* Datensatzauszüge

========================================================================

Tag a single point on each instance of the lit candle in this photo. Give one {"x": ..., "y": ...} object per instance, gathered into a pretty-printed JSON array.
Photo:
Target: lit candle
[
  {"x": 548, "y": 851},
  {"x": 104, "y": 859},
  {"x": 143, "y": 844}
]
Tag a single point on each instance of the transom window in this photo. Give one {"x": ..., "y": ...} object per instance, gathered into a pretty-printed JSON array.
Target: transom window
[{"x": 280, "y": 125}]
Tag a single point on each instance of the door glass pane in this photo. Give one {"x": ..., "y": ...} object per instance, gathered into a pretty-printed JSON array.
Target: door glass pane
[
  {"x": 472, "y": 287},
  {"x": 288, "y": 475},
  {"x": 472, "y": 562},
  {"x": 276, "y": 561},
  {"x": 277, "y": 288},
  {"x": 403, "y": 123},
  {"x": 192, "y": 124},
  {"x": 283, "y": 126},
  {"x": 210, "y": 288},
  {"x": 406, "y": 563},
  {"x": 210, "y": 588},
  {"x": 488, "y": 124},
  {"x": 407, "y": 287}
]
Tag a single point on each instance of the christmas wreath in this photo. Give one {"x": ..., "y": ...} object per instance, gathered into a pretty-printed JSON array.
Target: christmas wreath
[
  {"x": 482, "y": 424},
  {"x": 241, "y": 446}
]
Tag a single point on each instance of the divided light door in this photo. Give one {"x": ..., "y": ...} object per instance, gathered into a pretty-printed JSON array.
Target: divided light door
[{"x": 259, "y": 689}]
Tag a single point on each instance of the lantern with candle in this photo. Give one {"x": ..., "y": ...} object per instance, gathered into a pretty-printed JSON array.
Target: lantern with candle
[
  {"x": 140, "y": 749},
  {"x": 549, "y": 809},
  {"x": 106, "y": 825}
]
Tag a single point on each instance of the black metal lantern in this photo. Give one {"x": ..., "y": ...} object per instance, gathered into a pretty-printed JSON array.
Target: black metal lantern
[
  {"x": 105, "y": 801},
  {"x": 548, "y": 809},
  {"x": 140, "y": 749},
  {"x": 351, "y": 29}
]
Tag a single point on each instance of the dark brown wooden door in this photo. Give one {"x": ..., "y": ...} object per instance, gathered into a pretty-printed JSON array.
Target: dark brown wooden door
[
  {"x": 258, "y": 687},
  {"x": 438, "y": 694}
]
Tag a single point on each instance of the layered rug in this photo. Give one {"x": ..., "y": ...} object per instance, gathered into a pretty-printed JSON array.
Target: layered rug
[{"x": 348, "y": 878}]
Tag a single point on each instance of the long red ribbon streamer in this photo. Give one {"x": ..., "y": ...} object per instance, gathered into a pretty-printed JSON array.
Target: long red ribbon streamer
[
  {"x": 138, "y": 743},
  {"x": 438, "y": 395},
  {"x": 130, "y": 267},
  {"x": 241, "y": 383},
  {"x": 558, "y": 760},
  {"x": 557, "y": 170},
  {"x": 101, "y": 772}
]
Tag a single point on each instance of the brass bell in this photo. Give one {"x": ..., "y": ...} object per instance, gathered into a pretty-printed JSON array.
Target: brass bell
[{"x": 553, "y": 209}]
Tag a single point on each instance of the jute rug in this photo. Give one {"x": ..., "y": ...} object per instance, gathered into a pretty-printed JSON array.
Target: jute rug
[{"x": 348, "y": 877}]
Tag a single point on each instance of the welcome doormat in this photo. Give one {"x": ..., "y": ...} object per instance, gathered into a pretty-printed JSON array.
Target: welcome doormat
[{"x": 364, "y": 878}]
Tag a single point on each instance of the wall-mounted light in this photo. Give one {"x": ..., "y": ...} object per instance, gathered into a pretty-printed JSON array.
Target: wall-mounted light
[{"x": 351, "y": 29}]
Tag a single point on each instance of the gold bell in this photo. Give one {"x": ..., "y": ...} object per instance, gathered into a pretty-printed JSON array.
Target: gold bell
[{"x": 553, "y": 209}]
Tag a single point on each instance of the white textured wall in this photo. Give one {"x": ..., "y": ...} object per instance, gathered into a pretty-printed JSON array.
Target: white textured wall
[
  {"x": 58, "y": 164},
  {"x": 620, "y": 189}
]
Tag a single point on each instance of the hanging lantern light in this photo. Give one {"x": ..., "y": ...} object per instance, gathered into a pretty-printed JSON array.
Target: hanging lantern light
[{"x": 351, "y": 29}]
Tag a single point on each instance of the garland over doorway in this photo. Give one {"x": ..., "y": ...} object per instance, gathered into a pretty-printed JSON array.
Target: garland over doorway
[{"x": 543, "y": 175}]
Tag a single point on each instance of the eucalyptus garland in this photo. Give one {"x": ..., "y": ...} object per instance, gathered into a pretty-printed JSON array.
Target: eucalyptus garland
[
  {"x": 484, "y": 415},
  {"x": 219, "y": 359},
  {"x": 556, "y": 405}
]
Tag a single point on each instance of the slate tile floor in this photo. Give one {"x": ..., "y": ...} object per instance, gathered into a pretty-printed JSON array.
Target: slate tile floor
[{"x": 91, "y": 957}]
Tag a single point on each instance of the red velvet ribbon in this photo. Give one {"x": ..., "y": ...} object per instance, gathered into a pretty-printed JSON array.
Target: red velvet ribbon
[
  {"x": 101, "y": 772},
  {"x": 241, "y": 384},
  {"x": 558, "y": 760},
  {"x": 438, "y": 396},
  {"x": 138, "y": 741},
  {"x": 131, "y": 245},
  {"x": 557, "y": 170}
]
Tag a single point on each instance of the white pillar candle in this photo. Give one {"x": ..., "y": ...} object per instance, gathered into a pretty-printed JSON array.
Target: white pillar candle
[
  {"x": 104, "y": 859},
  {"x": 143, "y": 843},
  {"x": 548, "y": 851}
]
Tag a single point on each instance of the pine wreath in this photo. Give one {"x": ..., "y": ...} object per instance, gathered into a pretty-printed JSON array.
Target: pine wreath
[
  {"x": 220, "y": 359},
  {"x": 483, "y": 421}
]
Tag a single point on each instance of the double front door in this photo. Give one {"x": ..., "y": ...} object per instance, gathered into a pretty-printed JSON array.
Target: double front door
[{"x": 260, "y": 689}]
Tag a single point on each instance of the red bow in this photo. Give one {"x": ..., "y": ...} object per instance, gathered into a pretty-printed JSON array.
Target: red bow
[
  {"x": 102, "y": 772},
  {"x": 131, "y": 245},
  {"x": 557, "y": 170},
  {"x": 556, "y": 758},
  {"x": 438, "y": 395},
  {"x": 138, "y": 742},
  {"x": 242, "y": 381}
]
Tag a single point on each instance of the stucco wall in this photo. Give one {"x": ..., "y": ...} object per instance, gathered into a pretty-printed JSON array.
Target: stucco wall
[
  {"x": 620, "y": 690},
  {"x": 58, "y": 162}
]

========================================================================

* Ziel
Wie lassen sich sämtliche Einträge oben als JSON-Liste von Strings darstellen, mit einem String pro Zeile und ohne Leerzeilen?

* Antwort zur Aufgabe
[
  "Tag a single point on each instance of the lit candle in this photo. Give one {\"x\": ..., \"y\": ...} object per instance, gathered into a pretty-printed JSON array.",
  "Photo:",
  "Target: lit candle",
  "[",
  "  {\"x\": 548, \"y\": 851},",
  "  {\"x\": 104, \"y\": 859},",
  "  {\"x\": 143, \"y\": 844}",
  "]",
  "Tag a single point on each instance of the transom window in this photo. Give one {\"x\": ..., \"y\": ...} object per instance, gathered into a pretty-printed JSON array.",
  "Target: transom window",
  "[{\"x\": 280, \"y\": 125}]",
  "Tag a single point on each instance of the door glass pane in this photo. Give one {\"x\": ..., \"y\": ...} object per instance, gathered into a pretty-printed JSON array.",
  "Target: door glass pane",
  "[",
  "  {\"x\": 472, \"y\": 287},",
  "  {\"x\": 288, \"y\": 475},",
  "  {\"x\": 472, \"y\": 562},",
  "  {\"x\": 276, \"y\": 561},",
  "  {\"x\": 277, \"y\": 288},",
  "  {\"x\": 403, \"y\": 123},",
  "  {\"x\": 192, \"y\": 124},",
  "  {\"x\": 283, \"y\": 126},",
  "  {\"x\": 210, \"y\": 288},",
  "  {\"x\": 406, \"y\": 563},",
  "  {\"x\": 210, \"y\": 588},",
  "  {\"x\": 488, \"y\": 124},",
  "  {\"x\": 407, \"y\": 287}",
  "]",
  "Tag a single point on each instance of the christmas wreath in this photo. Give one {\"x\": ..., \"y\": ...} object per instance, gathered into a pretty-printed JSON array.",
  "Target: christmas wreath",
  "[",
  "  {\"x\": 482, \"y\": 424},",
  "  {\"x\": 241, \"y\": 446}",
  "]",
  "Tag a single point on each instance of the divided light door in this photo. Give one {\"x\": ..., \"y\": ...} object per instance, gathered into a pretty-printed JSON array.",
  "Target: divided light door",
  "[{\"x\": 259, \"y\": 689}]",
  "Tag a single point on each instance of the lantern with candle in this photo. Give one {\"x\": ..., \"y\": ...} object per instance, gathered into a pretty-printed JSON array.",
  "Target: lantern with candle",
  "[",
  "  {\"x\": 140, \"y\": 749},",
  "  {\"x\": 549, \"y\": 809},",
  "  {\"x\": 106, \"y\": 825}",
  "]",
  "Tag a single point on each instance of the black metal lantern in this photo. Give one {\"x\": ..., \"y\": ...} object per instance, gathered into a pretty-printed JSON array.",
  "Target: black metal lantern",
  "[",
  "  {\"x\": 105, \"y\": 801},",
  "  {\"x\": 548, \"y\": 809},",
  "  {\"x\": 140, \"y\": 749},",
  "  {\"x\": 351, \"y\": 29}",
  "]",
  "Tag a single point on each instance of the dark brown wooden door in this photo. Give one {\"x\": ..., \"y\": ...} object per instance, gathered into a pretty-printed JSON array.",
  "Target: dark brown wooden door",
  "[",
  "  {\"x\": 258, \"y\": 687},",
  "  {\"x\": 438, \"y\": 694}",
  "]",
  "Tag a single point on each instance of the layered rug in this photo. Give one {\"x\": ..., \"y\": ...} object per instance, gathered into a pretty-printed JSON array.",
  "Target: layered rug",
  "[{\"x\": 348, \"y\": 878}]",
  "Tag a single point on each instance of the long red ribbon streamer in this photo. Give one {\"x\": ..., \"y\": ...} object per instance, gathered into a pretty-printed JSON array.",
  "Target: long red ribbon streamer",
  "[",
  "  {\"x\": 138, \"y\": 743},",
  "  {\"x\": 438, \"y\": 395},",
  "  {\"x\": 130, \"y\": 267},",
  "  {\"x\": 241, \"y\": 383},",
  "  {\"x\": 558, \"y\": 760},",
  "  {\"x\": 557, \"y\": 170},",
  "  {\"x\": 101, \"y\": 772}",
  "]",
  "Tag a single point on each instance of the brass bell in this photo. Give one {\"x\": ..., \"y\": ...} object per instance, gathered into a pretty-printed JSON array.",
  "Target: brass bell",
  "[{\"x\": 553, \"y\": 209}]",
  "Tag a single point on each instance of the jute rug in this photo. Give one {\"x\": ..., \"y\": ...} object per instance, gathered into a pretty-printed JSON array.",
  "Target: jute rug",
  "[{\"x\": 348, \"y\": 877}]",
  "Tag a single point on each instance of the welcome doormat in this photo. Give one {\"x\": ..., \"y\": ...} object per instance, gathered into a pretty-printed JSON array.",
  "Target: welcome doormat",
  "[{\"x\": 364, \"y\": 878}]",
  "Tag a single point on each instance of the wall-mounted light in this photo. Give one {\"x\": ..., \"y\": ...} object per instance, gathered into a pretty-printed JSON array.",
  "Target: wall-mounted light",
  "[{\"x\": 351, \"y\": 29}]",
  "Tag a single point on each instance of the gold bell in this photo. Give one {\"x\": ..., \"y\": ...} object per instance, gathered into a pretty-printed JSON array.",
  "Target: gold bell",
  "[{\"x\": 553, \"y\": 209}]",
  "Tag a single point on each instance of the white textured wall in this photo. Give one {\"x\": ..., \"y\": ...} object per instance, gathered into a pretty-printed JSON array.",
  "Target: white textured wall",
  "[",
  "  {\"x\": 58, \"y\": 164},",
  "  {\"x\": 620, \"y\": 189}",
  "]",
  "Tag a single point on each instance of the hanging lantern light in this photo. Give one {\"x\": ..., \"y\": ...} object per instance, gathered into a pretty-printed JSON array.",
  "Target: hanging lantern light",
  "[{\"x\": 351, \"y\": 29}]",
  "Tag a single point on each instance of the garland over doorway in this photo. Give one {\"x\": ..., \"y\": ...} object per instance, gathered into a pretty-printed JSON array.",
  "Target: garland over doorway",
  "[{\"x\": 543, \"y\": 175}]",
  "Tag a single point on each instance of the eucalyptus garland in this photo. Give one {\"x\": ..., \"y\": ...} object per instance, gathered into a pretty-printed JSON array.",
  "Target: eucalyptus garland",
  "[",
  "  {\"x\": 484, \"y\": 415},",
  "  {\"x\": 219, \"y\": 359},",
  "  {\"x\": 556, \"y\": 405}",
  "]",
  "Tag a single point on each instance of the slate tile floor in this photo. Give one {\"x\": ..., \"y\": ...} object per instance, gathered into a pretty-printed JSON array.",
  "Target: slate tile floor",
  "[{\"x\": 91, \"y\": 957}]",
  "Tag a single point on each instance of the red velvet ribbon in this photo. Give one {\"x\": ..., \"y\": ...} object per instance, gathered into a pretty-printed JSON array.",
  "Target: red velvet ribbon",
  "[",
  "  {\"x\": 101, \"y\": 772},",
  "  {\"x\": 241, \"y\": 384},",
  "  {\"x\": 558, \"y\": 760},",
  "  {\"x\": 438, \"y\": 396},",
  "  {\"x\": 138, \"y\": 741},",
  "  {\"x\": 131, \"y\": 245},",
  "  {\"x\": 557, \"y\": 170}",
  "]",
  "Tag a single point on each instance of the white pillar candle in this photo. Give one {\"x\": ..., \"y\": ...} object per instance, gathered into a pretty-printed JSON array.",
  "Target: white pillar candle",
  "[",
  "  {\"x\": 104, \"y\": 859},",
  "  {\"x\": 143, \"y\": 843},",
  "  {\"x\": 548, \"y\": 851}",
  "]",
  "Tag a single point on each instance of the pine wreath in this photo. Give one {\"x\": ..., \"y\": ...} object per instance, gathered into a pretty-printed JSON array.",
  "Target: pine wreath",
  "[",
  "  {\"x\": 220, \"y\": 359},",
  "  {\"x\": 483, \"y\": 421}",
  "]",
  "Tag a single point on each instance of the double front door in this photo. Give one {\"x\": ..., \"y\": ...} object per instance, gathered into a pretty-printed JSON array.",
  "Target: double front door",
  "[{\"x\": 260, \"y\": 689}]",
  "Tag a single point on each instance of the red bow in this photo. Give one {\"x\": ..., \"y\": ...} object per instance, gathered into a pretty-printed JSON array.",
  "Target: red bow",
  "[",
  "  {\"x\": 102, \"y\": 772},",
  "  {\"x\": 131, \"y\": 245},",
  "  {\"x\": 557, \"y\": 170},",
  "  {\"x\": 556, \"y\": 758},",
  "  {\"x\": 438, \"y\": 395},",
  "  {\"x\": 138, \"y\": 742},",
  "  {\"x\": 242, \"y\": 381}",
  "]",
  "Tag a single point on each instance of the stucco wall in this photo. Give one {\"x\": ..., \"y\": ...} object per instance, gathered into a pretty-printed JSON array.",
  "Target: stucco wall",
  "[",
  "  {\"x\": 620, \"y\": 690},",
  "  {\"x\": 58, \"y\": 162}",
  "]"
]